Stored items from the dataset:

◆ ◆ ◆ ◆ ◆ ◆ ◆

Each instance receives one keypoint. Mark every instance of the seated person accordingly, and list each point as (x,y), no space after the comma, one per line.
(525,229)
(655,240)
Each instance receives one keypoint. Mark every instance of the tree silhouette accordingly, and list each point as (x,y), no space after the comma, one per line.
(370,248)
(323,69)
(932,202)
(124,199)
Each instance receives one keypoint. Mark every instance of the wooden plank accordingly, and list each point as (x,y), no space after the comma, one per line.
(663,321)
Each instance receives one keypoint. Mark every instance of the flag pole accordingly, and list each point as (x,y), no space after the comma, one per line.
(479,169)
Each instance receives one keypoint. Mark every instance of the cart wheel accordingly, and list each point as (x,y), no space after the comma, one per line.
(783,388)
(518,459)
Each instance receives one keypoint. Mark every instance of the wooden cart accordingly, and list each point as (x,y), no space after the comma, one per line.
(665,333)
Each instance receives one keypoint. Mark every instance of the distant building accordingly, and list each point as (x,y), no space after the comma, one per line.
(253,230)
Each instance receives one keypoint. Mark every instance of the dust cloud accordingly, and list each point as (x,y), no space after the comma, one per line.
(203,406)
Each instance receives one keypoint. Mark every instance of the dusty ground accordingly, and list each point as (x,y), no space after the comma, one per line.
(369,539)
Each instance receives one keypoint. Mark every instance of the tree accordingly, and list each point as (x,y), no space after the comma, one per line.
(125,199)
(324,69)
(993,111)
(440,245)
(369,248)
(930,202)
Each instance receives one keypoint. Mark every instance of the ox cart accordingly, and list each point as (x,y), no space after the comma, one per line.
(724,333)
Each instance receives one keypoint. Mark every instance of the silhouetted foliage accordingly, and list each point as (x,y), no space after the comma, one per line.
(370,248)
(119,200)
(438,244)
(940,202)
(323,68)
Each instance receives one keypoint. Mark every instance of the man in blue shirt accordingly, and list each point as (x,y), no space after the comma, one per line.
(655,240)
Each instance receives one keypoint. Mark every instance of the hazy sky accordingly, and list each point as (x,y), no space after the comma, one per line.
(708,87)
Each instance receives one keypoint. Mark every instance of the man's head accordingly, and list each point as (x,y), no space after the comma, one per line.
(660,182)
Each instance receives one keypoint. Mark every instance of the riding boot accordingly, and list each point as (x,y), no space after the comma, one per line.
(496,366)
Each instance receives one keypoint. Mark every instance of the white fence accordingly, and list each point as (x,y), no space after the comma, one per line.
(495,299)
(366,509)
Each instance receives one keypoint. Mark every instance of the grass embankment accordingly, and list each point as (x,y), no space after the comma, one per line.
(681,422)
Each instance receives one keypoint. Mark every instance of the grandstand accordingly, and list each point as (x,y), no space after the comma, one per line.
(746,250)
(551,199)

◆ ◆ ◆ ◆ ◆ ◆ ◆

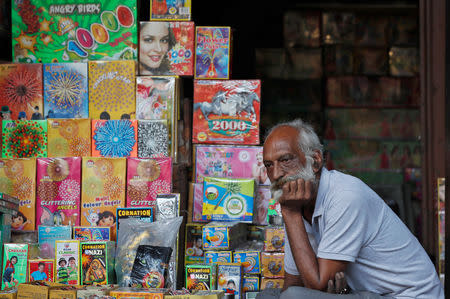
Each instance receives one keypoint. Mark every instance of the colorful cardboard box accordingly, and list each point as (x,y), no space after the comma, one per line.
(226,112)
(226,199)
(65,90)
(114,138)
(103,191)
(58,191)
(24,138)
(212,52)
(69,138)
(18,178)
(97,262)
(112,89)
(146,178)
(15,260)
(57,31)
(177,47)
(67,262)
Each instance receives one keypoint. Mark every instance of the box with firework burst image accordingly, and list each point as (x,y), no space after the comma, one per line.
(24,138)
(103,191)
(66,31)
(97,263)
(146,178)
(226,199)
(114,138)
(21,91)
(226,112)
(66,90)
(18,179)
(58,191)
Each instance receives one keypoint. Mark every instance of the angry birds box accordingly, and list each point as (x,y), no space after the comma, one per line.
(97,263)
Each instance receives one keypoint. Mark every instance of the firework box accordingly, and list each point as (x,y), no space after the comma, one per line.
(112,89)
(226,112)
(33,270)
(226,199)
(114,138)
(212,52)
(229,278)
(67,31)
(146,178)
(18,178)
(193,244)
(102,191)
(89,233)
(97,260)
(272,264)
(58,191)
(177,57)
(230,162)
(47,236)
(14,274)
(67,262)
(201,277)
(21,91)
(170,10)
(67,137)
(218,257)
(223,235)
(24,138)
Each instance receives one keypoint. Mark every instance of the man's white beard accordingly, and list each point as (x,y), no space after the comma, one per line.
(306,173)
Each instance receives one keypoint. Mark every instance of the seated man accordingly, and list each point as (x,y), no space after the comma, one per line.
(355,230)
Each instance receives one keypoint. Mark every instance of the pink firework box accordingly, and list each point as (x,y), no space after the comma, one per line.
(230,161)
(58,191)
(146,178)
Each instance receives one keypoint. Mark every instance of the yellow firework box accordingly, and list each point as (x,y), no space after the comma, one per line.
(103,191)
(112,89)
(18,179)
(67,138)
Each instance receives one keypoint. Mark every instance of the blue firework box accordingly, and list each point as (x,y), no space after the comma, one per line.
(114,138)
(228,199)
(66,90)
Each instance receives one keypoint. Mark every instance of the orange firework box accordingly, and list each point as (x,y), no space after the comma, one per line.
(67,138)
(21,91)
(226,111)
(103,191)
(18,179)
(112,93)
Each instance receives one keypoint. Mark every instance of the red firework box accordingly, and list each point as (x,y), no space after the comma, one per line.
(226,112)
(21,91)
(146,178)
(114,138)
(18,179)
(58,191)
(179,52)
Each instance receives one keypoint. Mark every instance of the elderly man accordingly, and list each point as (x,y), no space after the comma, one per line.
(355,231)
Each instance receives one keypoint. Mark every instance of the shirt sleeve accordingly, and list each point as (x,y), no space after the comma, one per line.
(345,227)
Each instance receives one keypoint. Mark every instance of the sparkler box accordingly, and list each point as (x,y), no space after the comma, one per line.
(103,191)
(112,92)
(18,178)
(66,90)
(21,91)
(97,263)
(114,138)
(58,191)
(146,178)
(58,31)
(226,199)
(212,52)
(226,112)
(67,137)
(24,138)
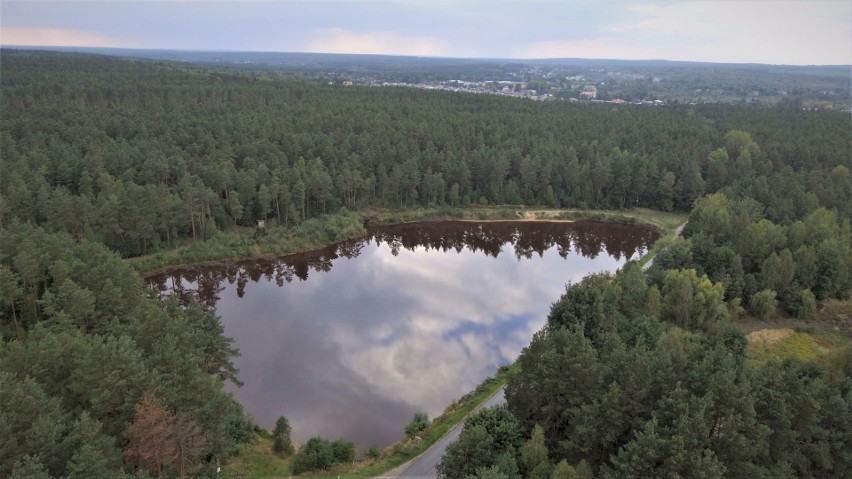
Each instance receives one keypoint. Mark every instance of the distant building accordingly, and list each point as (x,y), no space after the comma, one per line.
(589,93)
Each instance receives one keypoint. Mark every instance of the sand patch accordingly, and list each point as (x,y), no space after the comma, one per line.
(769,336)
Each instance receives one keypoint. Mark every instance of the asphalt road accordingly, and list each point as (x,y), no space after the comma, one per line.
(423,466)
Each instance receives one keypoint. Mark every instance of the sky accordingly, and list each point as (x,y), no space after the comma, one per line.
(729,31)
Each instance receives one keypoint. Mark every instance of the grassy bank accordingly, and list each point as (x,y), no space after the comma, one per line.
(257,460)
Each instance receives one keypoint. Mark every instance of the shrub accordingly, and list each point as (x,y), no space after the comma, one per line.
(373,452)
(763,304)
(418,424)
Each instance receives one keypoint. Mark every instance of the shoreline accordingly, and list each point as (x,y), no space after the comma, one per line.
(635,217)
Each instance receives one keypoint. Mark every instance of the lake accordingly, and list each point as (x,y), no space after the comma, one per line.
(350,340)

◆ ◆ ◆ ◆ ◆ ◆ ◆

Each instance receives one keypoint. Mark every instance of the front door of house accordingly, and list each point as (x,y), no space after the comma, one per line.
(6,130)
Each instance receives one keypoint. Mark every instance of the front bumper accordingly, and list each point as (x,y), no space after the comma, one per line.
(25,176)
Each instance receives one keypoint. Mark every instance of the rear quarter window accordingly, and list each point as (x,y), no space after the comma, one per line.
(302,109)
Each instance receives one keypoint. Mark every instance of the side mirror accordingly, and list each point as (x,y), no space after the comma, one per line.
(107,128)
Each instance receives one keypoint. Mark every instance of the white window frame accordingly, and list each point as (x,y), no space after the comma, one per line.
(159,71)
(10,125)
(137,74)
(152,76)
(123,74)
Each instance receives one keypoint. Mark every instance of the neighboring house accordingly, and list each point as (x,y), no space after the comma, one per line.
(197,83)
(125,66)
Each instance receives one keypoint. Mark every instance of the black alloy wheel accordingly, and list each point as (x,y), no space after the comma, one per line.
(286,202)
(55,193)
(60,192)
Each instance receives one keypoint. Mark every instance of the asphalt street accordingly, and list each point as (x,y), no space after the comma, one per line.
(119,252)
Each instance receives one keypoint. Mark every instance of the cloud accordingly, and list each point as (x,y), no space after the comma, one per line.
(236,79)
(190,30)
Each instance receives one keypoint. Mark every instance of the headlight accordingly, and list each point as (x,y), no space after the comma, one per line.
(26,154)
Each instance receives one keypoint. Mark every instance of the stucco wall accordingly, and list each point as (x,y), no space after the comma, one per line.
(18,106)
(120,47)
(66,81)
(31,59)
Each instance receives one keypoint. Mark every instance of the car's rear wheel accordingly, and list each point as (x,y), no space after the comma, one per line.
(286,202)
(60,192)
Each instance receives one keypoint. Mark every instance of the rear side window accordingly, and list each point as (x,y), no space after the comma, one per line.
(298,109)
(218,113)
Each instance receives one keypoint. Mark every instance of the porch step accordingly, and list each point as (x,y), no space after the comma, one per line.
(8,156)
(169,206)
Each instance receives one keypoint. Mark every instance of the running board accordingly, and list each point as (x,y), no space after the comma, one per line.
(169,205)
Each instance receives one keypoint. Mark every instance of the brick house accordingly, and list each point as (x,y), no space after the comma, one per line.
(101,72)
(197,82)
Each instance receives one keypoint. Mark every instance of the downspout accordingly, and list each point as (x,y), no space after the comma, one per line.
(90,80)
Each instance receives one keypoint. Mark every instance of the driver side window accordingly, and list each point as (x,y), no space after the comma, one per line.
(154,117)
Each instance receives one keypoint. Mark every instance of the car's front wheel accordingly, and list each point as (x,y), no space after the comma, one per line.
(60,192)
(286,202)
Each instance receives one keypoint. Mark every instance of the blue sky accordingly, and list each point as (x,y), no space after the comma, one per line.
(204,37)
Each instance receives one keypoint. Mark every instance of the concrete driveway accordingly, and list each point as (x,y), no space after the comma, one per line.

◆ ◆ ◆ ◆ ◆ ◆ ◆

- _Task statement_: Quote the entries word for word, starting at the line that contains "the car's front" and ending after the line that contains "of the concrete".

- _Correct answer_:
Each instance receives one keypoint. Mark every instance of the car's front wheel accordingly, and list each point as (x,y), no space after the comma, one per line.
(60,192)
(286,202)
Each instance receives one keypoint. Mark every instance of the blue sky accordingly, and list each point as (x,y), no space after the comma, one per line.
(204,37)
Each instance receives one keypoint. Mark every instance of the concrete driveway accordingly, and list each point as (x,y), no space after the comma, one per line.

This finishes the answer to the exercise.